▶ YOUR INSTRUCTIONS: Output every line of the data below, unchanged.

Excerpts from a location annotation dataset:
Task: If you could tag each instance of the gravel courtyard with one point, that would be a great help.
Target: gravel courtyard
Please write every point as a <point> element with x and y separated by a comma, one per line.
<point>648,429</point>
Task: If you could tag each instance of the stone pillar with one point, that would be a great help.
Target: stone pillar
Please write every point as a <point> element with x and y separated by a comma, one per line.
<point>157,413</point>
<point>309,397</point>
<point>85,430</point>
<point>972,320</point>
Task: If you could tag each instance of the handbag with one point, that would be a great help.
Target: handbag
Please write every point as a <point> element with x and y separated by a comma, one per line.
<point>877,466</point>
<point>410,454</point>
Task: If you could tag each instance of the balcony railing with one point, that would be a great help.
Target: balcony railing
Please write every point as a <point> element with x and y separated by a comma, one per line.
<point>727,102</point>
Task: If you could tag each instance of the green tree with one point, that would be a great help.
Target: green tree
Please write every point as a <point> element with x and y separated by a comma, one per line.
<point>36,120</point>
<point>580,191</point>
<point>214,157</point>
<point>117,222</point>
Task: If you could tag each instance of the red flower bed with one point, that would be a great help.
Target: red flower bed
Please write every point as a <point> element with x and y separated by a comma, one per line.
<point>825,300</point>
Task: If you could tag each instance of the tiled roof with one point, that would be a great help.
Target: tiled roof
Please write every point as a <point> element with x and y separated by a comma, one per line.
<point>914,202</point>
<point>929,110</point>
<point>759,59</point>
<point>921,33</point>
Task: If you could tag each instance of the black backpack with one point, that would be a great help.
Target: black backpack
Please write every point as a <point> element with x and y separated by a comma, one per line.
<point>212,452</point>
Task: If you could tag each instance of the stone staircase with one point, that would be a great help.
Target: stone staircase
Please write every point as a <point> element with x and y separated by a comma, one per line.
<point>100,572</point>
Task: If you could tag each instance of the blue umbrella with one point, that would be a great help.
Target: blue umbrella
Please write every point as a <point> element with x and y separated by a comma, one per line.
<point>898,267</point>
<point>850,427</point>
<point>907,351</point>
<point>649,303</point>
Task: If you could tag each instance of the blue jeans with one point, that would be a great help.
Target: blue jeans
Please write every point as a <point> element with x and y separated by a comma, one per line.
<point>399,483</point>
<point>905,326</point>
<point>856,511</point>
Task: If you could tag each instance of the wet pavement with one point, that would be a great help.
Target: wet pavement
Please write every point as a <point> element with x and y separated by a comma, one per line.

▶ THE REPLY:
Task: If you could tag each instance of the gravel courtyard with one point, that would be a great help.
Target: gravel courtyard
Please write every point as a <point> element with x and y separated by a comma, one per line.
<point>648,429</point>
Task: If you could tag each instance of the stone pillar with one point, that would be a great help.
Target: stone pillar
Please write every point as a <point> element with x and y separated by a comma, one per line.
<point>157,413</point>
<point>309,397</point>
<point>85,430</point>
<point>972,320</point>
Task: If you could tag each instance of the handbag with one point, that would be a great help.
Target: handbag
Please write every point as a <point> element with x and y separated by a comma, one per line.
<point>877,466</point>
<point>410,454</point>
Task: If you could tag each instance of the balcony railing with one point, that would be a great help.
Target: balcony railing
Please write every point as a <point> element with x and y separated by a comma, one per line.
<point>727,102</point>
Task: If you could tag each instance of the green tree with one point, that would be a great help.
Target: green tree
Please write every point as a <point> element with x and y separated by a comma, one per line.
<point>36,120</point>
<point>580,191</point>
<point>214,157</point>
<point>117,222</point>
Task: If you could tag each instance of the red flower bed with one point, that would be a great help.
Target: red flower bed
Please write every point as a <point> element with x and y separated by a comma, one per line.
<point>825,300</point>
Task: If you could tag each instance of the tiled roof with one point, that would be a great help.
Target: tiled roof
Please write every point as a <point> element with x and y separated by a comma, one per line.
<point>914,202</point>
<point>929,110</point>
<point>759,59</point>
<point>921,33</point>
Task: If you could tag each instance of the black backpack with one point, that would be a great help.
Target: black backpack
Please write every point as a <point> element with x and y separated by a comma, one per line.
<point>212,452</point>
Task: If you could tag each instance of the stone staircase with one point, that would be a great help.
Target: stone staircase
Please write every point as a <point> element with x and y separated by a comma, one per line.
<point>100,572</point>
Task: If you could tag each instance of the blue umbrella with one point, that would be a great help.
Target: blue umbrella
Please write every point as a <point> element with x and y separated by a comma, one per line.
<point>898,267</point>
<point>850,427</point>
<point>907,351</point>
<point>649,303</point>
Task: If you could tag each instance of the blue jeans with one point, that would be a great help.
Target: blue jeans
Please write every point as a <point> element with x and y separated by a comma, one per line.
<point>399,483</point>
<point>905,326</point>
<point>856,511</point>
Task: If you could tag each instance of the wet pavement with one point, that would be a great help.
Target: wet pavement
Please write every point as a <point> element with x and y separated by a comma, one per line.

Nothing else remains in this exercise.